#### ENUNCIADO
Retome o texto sobre Paulo Coelho e o exorcismo e continue a escrevê-lo a partir da última frase.

#### TRECHO DO DOCUMENTO
O escritor afirma que chegou a pisar neste “terreno tenebroso”, habitado pelo demônio. “Foi no início dos anos 70. Era um grupo sem ética alguma e cheguei a colocar de sua filosofia em algumas letras em parceira com Raul Seixas, como “Sociedade Alternativa’.”

No final da letra, ele cita o britânico Aleister Crowley (1875-1947), considerado por seus seguidores um dos maiores místicos do século 20 -e, por seus detratores, um charlatão aproveitador. Sua prática era baseada no amor livre, no hedonismo e no uso de drogas.

O escritor conta que por três anos esteve envolvido com a “doutrina Crowley” -que se auto-intitulava “”A Grande Besta 666” e “”O Homem Mais Depravado do Mundo”- e que só se livrou por completo de sua influência após sete anos. “Perdi a fé, afastei-em dos meus ideais. Foi doloroso, mas não foi eterno”, lembra.

Hoje, quase 30 anos depois, com o demônio estampado na capa do livro, Coelho espera ampliar sua legião de leitores em todo o mundo. Até agora são 29 milhões de livros vendidos, em 140 países, em 47 idiomas.

Na vida real Eficiente fabricante de best-sellers, Coelho parece ter farejado o interesse crescente pelo “capeta”. Em entrevista por telefone à Revista, de Roma, o padre Gabriele Amorth, 74, presidente da Associação Internacional dos Exorcistas, disse que o número de casos de “possessões” aumentou a tal ponto que o Vaticano, temendo uma “onda” de exorcismos, recomendou mais cautela aos padres na detecção de novos casos.

Padre Gabriele, que tem no currículo 50 mil exorcismos em 14 anos de atividade, testemunhou o encontro do papa com a garota e garante que ela está mesmo possuída.

“Eu havia exorcizado a moça um dia antes do papa. É pueril dizer que João Paulo 2º não conseguiu libertá-la. Um exorcismo desse tipo leva no mínimo quatro anos”, diz o padre, que todas as segundas, das 18h30 às 19h30, realiza sessões de exorcismo por telefone, direto de sua casa, na Itália.

Após o incidente, padre Gabriele conta que se reuniu com os bispos do Vaticano para obrigar a “possuída” a comparecer a sessões periódicas de exorcismo. Hoje, a moça limita-se aos estudos. “Ela é pura e bonita quando não está possuída. É muito triste vê-la sofrendo assim, toda contraída e se retorcendo”, diz o padre.

No Brasil, apesar de ser prática comum nas igrejas evangélias não-pentecostais, há controvérsias sobre o exorcismo dentro da Igreja Católica, aceito e praticado por alguns integrantes, rejeitado e desacreditado por outros.

O padre exorcista Samuel Ferreira do Carmo, 66, da Congregação do Verbo Divino, de Brasília (DF) conta que, em dois anos, encontrou apenas dois casos que pareciam mesmo “obra do capeta”. “Raríssimos casos são realmente o demônio. As pessoas acabam atribuindo a ele problemas de fraqueza e mentais”, diz Samuel.

Alma albergue Mas por que essa “onda demoníaca”? Paulo Coelho acha que “o demônio, aquele que mora nos detalhes, sempre esteve vivo”. “Às vezes, sinto que a sociedade está impondo regras que não são necessariamente éticas. O que discuto no livro é onde está o meu limite de ação sem que prejudique o outro”, diz o escritor.

#### DADOS FORNECIDOS

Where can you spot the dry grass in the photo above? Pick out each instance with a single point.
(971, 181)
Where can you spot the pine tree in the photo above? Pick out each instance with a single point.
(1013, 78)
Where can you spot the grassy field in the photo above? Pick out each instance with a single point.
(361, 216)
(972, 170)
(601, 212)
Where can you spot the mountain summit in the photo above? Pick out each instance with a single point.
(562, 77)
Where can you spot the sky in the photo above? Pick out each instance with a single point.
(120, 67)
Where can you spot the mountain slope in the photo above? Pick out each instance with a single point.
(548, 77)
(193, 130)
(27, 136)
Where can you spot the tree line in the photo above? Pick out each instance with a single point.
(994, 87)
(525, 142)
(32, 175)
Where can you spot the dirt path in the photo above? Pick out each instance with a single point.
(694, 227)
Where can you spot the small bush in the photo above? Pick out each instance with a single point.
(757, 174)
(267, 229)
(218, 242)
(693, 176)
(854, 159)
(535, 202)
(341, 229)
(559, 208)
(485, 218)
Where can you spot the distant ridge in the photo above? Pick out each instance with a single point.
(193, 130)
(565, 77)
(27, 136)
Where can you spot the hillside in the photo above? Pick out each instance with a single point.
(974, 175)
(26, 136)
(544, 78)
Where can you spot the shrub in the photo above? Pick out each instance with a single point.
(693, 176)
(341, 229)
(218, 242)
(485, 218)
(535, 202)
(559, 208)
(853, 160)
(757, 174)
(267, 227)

--

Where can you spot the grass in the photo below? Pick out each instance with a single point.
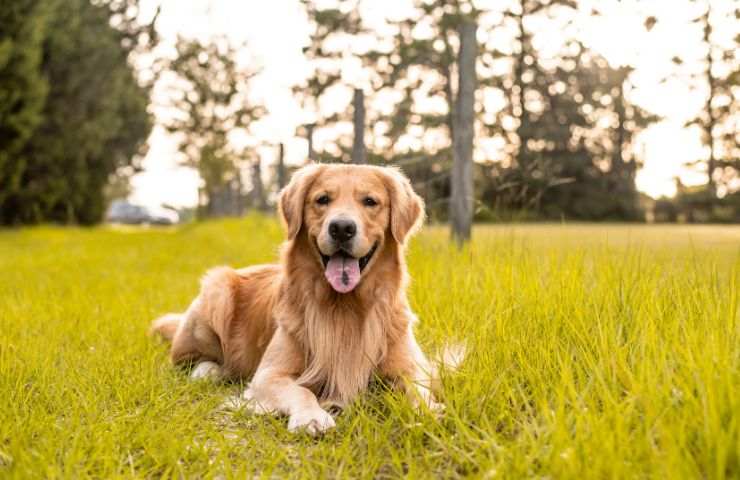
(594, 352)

--

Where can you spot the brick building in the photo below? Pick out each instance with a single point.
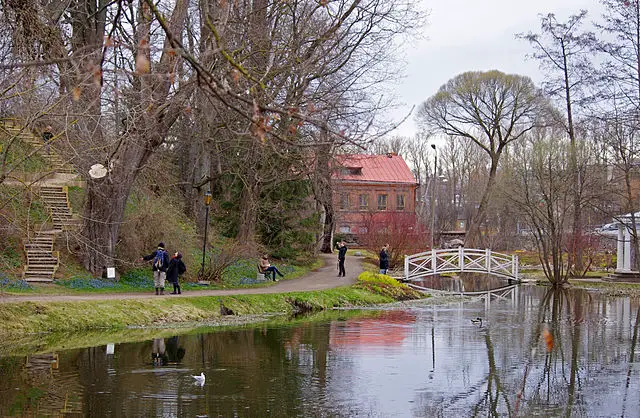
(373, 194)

#### RESPOSTA ESCRITA
O padre-exorcista Gabriele acredita que a fé das pessoas está diminuindo. “Assim sendo, elas se entregam ao ocultismo”, diz.

Mais cético, o filósofo Mario Sergio Cortella, 46, professor da PUC-SP, o demônio resiste na moda porque a ciência ainda não é capaz de explicar tudo. “A ciência prometeu resolver todos os problemas da humanidade e não cumpriu. Quanto maior o avanço científico, mais as angústias aumentam”, acredita o filósofo.

Do ponto de vista psicanalítico, Rubem Alves, 66, professor emérito da Unicamp, diz que a alma humana é um albergue, onde moram as entidades mais distintas. “A crença na existência externa dos demônios ajuda as pessoas a se livrarem da culpa e da feiura. Todo demônio é feio.”

Também para Alves, os demônios sempre estiveram na moda. Só que não tinham visibilidade na mídia. “Os profissionais das imagens, descobriram que, sendo os demônios entidades que assombram, se constituem em objetos de arte. Eles têm a mesma realidade metafísica do Super-Homem, do Batman, do Flash Gordon.”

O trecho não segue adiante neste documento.